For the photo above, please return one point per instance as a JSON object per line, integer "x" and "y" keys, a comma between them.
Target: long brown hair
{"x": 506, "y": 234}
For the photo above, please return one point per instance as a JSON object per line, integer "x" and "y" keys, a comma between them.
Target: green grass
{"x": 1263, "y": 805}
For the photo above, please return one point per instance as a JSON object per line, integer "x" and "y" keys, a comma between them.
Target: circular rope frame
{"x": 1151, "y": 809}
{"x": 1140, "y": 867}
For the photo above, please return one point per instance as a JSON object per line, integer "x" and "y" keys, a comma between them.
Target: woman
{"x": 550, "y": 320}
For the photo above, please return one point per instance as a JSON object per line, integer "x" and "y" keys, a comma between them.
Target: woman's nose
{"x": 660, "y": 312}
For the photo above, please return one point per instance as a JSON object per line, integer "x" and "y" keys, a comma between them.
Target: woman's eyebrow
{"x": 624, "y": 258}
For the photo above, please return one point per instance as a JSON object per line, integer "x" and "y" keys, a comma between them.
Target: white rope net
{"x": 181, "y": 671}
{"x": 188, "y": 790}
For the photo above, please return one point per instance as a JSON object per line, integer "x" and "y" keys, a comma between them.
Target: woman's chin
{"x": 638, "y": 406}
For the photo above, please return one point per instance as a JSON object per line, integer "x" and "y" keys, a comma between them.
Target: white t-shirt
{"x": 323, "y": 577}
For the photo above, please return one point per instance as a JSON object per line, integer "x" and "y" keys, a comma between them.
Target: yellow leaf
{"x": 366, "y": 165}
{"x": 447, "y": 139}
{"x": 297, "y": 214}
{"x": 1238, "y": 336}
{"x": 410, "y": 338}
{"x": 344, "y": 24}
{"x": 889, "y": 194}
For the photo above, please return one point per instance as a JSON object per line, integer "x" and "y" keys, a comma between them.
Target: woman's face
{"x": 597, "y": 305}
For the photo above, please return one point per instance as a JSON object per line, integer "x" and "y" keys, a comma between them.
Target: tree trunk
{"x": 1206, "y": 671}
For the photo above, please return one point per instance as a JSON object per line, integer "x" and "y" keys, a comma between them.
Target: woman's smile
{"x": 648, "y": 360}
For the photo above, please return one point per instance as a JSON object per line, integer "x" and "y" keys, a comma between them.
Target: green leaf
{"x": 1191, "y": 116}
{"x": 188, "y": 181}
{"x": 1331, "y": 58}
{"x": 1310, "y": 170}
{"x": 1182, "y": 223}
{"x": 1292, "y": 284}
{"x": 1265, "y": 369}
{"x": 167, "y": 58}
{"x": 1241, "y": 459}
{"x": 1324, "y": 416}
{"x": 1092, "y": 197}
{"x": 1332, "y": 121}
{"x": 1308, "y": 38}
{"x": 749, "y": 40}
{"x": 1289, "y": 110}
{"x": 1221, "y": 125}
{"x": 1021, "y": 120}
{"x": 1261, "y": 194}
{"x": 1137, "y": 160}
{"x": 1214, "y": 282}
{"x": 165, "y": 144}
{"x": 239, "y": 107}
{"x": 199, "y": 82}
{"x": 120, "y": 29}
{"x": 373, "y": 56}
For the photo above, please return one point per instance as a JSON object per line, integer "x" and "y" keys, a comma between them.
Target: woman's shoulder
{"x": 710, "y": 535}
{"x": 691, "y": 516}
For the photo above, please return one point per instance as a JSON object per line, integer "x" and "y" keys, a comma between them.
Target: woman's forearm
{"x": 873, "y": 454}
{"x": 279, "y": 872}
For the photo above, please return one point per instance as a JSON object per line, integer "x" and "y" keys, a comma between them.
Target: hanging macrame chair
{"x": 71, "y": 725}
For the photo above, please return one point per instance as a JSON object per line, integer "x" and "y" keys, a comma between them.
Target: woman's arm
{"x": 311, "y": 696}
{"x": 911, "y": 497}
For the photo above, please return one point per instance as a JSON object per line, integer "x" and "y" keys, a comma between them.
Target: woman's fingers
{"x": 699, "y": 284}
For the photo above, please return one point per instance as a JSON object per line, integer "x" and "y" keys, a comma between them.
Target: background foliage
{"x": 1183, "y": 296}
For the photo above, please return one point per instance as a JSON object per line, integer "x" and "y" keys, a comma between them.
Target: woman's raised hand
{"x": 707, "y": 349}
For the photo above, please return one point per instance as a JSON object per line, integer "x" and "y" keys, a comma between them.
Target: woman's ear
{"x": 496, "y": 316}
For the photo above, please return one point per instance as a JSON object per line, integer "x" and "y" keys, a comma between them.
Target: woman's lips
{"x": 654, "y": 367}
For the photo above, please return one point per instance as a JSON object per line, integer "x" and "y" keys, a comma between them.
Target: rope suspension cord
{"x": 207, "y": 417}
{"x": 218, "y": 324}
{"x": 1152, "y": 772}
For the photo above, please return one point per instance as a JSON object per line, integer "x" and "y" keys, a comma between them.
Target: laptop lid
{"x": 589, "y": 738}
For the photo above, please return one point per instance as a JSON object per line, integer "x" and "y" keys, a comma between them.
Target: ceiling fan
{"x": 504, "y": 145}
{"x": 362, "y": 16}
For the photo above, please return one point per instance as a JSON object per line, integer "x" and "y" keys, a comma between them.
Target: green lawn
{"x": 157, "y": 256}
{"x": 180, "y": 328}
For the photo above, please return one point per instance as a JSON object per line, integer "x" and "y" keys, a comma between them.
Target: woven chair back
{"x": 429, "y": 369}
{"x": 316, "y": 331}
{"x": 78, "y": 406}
◇ ◇ ◇
• Task instructions:
Pick out every line of the material above that contains the string "rope", and copy each one.

• The result:
Target: circular rope frame
Target: white rope net
Target: rope suspension cord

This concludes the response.